● **WORK INSTRUCTION**: Since only the total matters, count the lines of these entries containing the word "wall" and write that total alone.

::: EXTRACTED ENTRIES

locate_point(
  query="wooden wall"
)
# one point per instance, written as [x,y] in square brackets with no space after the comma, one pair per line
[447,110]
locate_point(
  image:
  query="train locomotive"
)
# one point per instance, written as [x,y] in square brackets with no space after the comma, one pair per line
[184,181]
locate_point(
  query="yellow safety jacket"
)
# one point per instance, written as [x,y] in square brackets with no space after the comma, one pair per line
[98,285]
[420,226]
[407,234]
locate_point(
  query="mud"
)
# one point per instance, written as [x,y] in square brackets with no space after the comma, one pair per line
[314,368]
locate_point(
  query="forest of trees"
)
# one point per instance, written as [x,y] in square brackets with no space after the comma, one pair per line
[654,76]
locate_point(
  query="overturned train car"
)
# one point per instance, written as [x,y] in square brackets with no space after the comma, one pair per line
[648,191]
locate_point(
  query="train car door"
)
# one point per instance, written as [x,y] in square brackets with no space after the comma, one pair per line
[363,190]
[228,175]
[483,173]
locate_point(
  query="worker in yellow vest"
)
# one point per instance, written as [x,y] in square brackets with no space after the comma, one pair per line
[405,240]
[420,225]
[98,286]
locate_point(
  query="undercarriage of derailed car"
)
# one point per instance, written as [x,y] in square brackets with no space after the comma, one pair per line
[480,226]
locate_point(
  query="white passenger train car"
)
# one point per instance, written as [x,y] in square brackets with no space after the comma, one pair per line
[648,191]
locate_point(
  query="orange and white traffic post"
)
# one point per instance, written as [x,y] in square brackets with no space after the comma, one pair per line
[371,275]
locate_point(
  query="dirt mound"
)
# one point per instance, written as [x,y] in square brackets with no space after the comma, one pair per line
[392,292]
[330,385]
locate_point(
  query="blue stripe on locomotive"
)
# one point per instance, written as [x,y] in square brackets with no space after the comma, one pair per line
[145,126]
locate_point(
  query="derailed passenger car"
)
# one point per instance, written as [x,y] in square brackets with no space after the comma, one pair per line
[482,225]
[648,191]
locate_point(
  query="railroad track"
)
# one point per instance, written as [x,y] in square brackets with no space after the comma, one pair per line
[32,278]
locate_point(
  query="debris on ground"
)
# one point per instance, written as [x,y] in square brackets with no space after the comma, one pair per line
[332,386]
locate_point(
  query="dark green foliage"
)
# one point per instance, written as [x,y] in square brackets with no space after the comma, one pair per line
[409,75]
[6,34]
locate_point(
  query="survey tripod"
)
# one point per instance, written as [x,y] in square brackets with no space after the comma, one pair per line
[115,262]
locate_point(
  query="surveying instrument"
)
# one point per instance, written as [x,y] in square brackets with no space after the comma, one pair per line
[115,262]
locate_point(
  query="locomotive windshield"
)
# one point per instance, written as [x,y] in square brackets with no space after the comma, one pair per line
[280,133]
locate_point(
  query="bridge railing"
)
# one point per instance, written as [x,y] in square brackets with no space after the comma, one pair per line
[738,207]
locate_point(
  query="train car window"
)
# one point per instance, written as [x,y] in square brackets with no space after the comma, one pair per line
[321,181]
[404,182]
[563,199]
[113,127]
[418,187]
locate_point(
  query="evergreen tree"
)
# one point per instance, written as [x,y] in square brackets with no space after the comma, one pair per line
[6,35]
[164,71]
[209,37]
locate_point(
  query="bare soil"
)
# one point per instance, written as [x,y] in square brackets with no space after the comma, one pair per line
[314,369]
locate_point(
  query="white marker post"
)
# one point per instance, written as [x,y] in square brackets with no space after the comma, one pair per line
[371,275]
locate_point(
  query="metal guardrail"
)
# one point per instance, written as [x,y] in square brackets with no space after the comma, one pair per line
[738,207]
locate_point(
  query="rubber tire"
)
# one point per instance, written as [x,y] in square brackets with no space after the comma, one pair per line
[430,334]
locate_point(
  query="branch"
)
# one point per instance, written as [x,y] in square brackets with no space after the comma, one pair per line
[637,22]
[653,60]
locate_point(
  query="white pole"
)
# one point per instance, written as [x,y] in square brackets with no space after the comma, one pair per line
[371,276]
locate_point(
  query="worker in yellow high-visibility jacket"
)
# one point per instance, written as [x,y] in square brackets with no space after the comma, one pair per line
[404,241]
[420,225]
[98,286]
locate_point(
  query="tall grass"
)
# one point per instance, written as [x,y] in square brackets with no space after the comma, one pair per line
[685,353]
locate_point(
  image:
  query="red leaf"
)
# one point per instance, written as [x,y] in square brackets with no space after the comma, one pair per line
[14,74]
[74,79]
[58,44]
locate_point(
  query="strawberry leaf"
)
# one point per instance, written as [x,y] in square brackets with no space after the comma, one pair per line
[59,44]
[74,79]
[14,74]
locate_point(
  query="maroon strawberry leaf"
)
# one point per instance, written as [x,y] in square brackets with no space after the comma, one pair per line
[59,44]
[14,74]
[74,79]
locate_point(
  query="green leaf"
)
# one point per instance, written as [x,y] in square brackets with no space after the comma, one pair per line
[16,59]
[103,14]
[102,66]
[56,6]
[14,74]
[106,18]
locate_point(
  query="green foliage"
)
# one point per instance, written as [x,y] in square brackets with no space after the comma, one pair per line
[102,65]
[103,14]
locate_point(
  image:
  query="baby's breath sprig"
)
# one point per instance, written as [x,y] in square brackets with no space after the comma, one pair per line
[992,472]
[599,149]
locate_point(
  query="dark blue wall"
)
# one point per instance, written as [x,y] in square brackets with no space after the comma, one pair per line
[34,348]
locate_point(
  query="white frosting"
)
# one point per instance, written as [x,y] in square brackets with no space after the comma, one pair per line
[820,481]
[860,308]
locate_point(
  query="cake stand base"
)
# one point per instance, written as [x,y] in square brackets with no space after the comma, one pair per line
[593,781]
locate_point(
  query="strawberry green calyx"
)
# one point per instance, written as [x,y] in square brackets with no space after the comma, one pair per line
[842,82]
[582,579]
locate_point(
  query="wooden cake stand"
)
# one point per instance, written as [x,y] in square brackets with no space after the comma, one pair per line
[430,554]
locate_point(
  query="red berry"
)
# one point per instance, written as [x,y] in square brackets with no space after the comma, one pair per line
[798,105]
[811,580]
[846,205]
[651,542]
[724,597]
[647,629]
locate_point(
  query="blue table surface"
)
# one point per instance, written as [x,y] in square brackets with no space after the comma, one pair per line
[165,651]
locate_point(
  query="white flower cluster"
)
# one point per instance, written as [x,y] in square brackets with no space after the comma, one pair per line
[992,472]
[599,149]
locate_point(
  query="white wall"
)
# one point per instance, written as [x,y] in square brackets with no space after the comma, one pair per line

::::::

● **ANSWER SECTION**: 3